Your task -> Return the records exactly as they appear below, omitting the pictures.

--

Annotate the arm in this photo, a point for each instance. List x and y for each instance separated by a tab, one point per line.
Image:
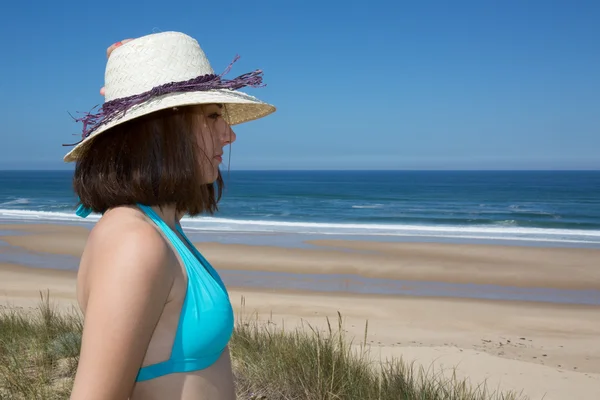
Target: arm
128	282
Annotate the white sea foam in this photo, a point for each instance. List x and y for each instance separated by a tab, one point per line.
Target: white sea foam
15	202
211	224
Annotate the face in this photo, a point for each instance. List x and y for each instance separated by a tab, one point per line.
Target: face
214	134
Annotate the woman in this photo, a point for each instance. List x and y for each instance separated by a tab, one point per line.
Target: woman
157	316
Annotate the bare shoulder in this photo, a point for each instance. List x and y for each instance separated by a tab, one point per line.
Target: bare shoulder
124	244
126	282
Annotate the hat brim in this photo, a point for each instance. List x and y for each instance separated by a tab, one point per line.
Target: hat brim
241	107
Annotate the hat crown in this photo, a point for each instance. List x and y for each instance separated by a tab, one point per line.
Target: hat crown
153	60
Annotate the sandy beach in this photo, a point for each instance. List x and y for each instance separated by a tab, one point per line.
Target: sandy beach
544	349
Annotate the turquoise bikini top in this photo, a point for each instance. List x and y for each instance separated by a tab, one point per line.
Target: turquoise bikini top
206	319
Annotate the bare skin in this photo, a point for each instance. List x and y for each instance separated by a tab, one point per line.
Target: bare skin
131	286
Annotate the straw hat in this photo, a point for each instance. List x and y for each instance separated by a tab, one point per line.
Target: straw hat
165	70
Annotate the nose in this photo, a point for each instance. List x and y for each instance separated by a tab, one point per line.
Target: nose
228	135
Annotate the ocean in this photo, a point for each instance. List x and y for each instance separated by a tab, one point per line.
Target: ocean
528	207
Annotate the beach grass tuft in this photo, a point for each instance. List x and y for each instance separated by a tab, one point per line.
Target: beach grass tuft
39	351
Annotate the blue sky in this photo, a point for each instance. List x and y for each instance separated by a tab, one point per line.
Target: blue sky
358	85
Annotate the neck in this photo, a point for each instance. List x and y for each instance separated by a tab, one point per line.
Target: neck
169	215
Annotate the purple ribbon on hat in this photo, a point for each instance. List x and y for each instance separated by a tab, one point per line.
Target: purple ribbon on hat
118	107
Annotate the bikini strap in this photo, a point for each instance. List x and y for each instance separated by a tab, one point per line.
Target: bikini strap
172	236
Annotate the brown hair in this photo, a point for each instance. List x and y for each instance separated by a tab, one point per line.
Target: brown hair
152	160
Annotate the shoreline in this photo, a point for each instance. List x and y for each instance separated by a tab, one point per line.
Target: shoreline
539	349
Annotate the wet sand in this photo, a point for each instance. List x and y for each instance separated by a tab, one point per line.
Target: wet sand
541	348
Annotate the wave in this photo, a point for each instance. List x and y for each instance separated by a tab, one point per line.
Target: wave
506	231
368	206
15	202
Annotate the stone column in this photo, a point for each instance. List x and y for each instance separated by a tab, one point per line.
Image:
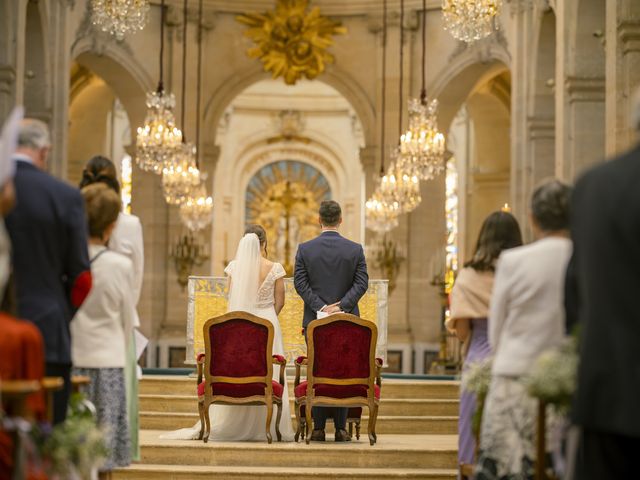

--

Answer box ->
Annotate the arm in this photo, a point for each instance. List x and y for each instance separated by a tab, one point per line.
Image:
Target: arm
128	282
Annotate the white sea foam in this photo, a point for each instance. List x and y for each instance separated by a tab, one point per line.
Target: white sea foam
15	202
211	224
Annotate the face in this photo, a point for each instance. List x and y for each instance separated by a tab, one point per line.
Target: face
214	134
Annotate the woman in this photo, a point for each instance. List x and y for each instance separated by a tab, one point per line.
Target: woman
157	316
Annotate the bare shoulder in this photo, a point for each instance. List x and y for each instance separated by a tab, one point per line.
Target: bare shoulder
124	244
126	282
Annotate the hat brim in this photo, a point for each instance. List x and y for each instance separated by a tab, one point per line.
Target: hat brim
241	107
Annotate the hat crown in this photo, a point for each instance. List x and y for each instance separated by a tab, one point per line.
Target: hat crown
153	60
Annotate the sandy beach in this photo, a point for each instance. List x and y for each instance separated by a tab, one point per line.
Target: sandy beach
544	349
Annotate the turquoise bikini top in this photo, a point for each instance. List x and y for each instance separated by a tab, one point per line.
Target: turquoise bikini top
206	319
Annotate the bare skin in this photo, a point for each instance. List x and y for each instance separated by a tab, one point per line.
Target: bare skin
131	286
Annotate the straw hat in this photo, a point for each instance. List x and y for each instance separated by a tab, one point per line.
Target: straw hat
165	70
Annotate the nose in this photo, a point for each instance. List x and y for each instance separated by a tab, one point per line.
Target: nose
228	135
Annotate the ocean in this photo, a point for each instance. List x and y for each instance separated by a tab, one point per line.
Target: ocean
528	207
Annotate the beach grass tuft in this photo, a point for each instance. List x and y for each instance separated by a tab, one point per line.
Target: beach grass tuft
39	351
Annotate the blue sky in this photo, a point for each instance. List x and y for each instance separated by a tab, one point per line.
Target: blue sky
358	85
Annotate the neck in this photo, a point for each instance. List x and y for each instance separated by a tab, one point per line.
Target: neck
169	215
Annotate the purple ribbon on hat in this photo, a point for each instance. List x and y for each instance separated by a tab, one point per line.
Target: purple ribbon on hat
118	107
Annotate the bikini strap in this photo, a point for each instance. List x and y for each instance separated by a tab, one point per line.
Target: bikini strap
172	236
Annotate the brown hair in this photo, a point for each instance. List x and y for each instance separated by a tab, one point per line.
Target: brown hair
152	160
Annotate the shoreline in this photo, a point for each instance. List x and y for each instance separated by a tab, one point per line.
Target: shoreline
539	349
Annotate the wet sand in this photo, a point for each instance. List x and y for each instance separated by a tab, one point per line.
Target: wet sand
541	348
Annotate the wave in this photo, a point for each instance. List x and y for each instance separated by a tab, one point per line.
Target: wave
506	231
368	206
15	202
Annotate the stone column in this photo, a point for each instance. List x and y for each instance separated by a tab, one point per line.
Image:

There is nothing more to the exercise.